Kevin Gorman, a 24-year-old Berkeley graduate, will help students to publish academic work on the user-generated online encyclopedia Wikipedia and on its sister sites.
Institutions such as the US National Archives and the British Museum already have Wikipedians to help ensure that their resources reach as many people as possible, and Mr Gorman feels the time has come for universities to help students and academics expose their scholarship to a wider audience.
“Most students are aware that their [coursework is] read by two people: the student themself and the person who is grading the paper,” Mr Gorman told Times Higher Education.
“But Wikipedia has significant gaps in coverage that students can help to fill, and by writing articles as part of their course, they might be writing for an audience of 200, or 2,000, or 200,000, instead of an audience of two.”
One of his tasks will be to work with students on two Berkeley courses offering credit for compiling Wikipedia articles. One module is on environmental science policy, and the other on the US prison system.
“One student will write the Wikipedia entry on climate resilience, which you would have expected to have been covered many years ago, but it just hasn’t,” Mr Gorman said.
“Some other students in a class I am working with wrote the first article about infectious disease in prison – a socially important topic that, because of demographic gaps in the people who edit Wikipedia articles, no one has bothered to do.”

### Exercise instructions
1) Answer these from the Kevin Gorman passage:
(a) Which two institutions are named as already having Wikipedians?
(b) What subjects do the two Berkeley courses cover?
(c) Which Wikipedia entry will one student write?
2) Please write the next few sentences of the Kevin Gorman passage, starting after its final quotation.

### Data extract
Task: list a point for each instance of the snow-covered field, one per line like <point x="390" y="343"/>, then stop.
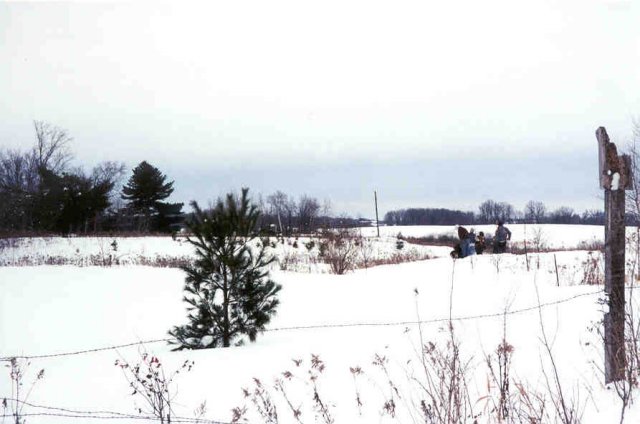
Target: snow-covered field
<point x="346" y="320"/>
<point x="84" y="251"/>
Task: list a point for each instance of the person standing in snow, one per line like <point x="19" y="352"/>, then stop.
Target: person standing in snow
<point x="471" y="243"/>
<point x="460" y="248"/>
<point x="501" y="237"/>
<point x="481" y="243"/>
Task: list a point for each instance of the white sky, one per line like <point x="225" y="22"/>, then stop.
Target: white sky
<point x="425" y="101"/>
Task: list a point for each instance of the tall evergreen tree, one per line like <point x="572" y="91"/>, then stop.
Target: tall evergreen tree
<point x="227" y="289"/>
<point x="145" y="191"/>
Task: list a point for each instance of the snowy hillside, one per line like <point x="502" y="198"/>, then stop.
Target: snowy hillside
<point x="351" y="339"/>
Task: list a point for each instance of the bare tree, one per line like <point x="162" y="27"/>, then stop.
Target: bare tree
<point x="52" y="150"/>
<point x="534" y="212"/>
<point x="308" y="209"/>
<point x="283" y="207"/>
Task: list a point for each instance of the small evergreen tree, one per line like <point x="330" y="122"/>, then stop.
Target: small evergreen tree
<point x="228" y="289"/>
<point x="145" y="191"/>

### Answers to the tasks
1)
(a) The US National Archives and the British Museum.
(b) Environmental science policy and the US prison system.
(c) The entry on climate resilience.

2)
Gaps in coverage, Mr Gorman said, often reflect the fact that the vast majority of Wikipedia’s approximately 80,000 active editors are male, from the global North, and middle- or upper-class.
“They are writing about what they are interested in,” he said, “so there are a lot of things that just don’t exist in Wikipedia.”
By helping students’ work to reach far more people, Mr Gorman said his role formed part of the university’s public service mission.
“One massive problem is that universities can create silos that hold knowledge within them,” he explained. “Academia should actively interact with the world outside it, and at Berkeley and many American universities we fail to do that pretty badly.”
He is not concerned, however, that encouraging the use of Wikipedia will push students away from traditional resources such as the university library.
“It’s true that a lot of undergrads don’t visit physical libraries, but as counter-intuitive as it sounds, we have found that making students do Wikipedia-based assignments is a great way to get students back into the library, looking for sources that they can’t find online,” he said.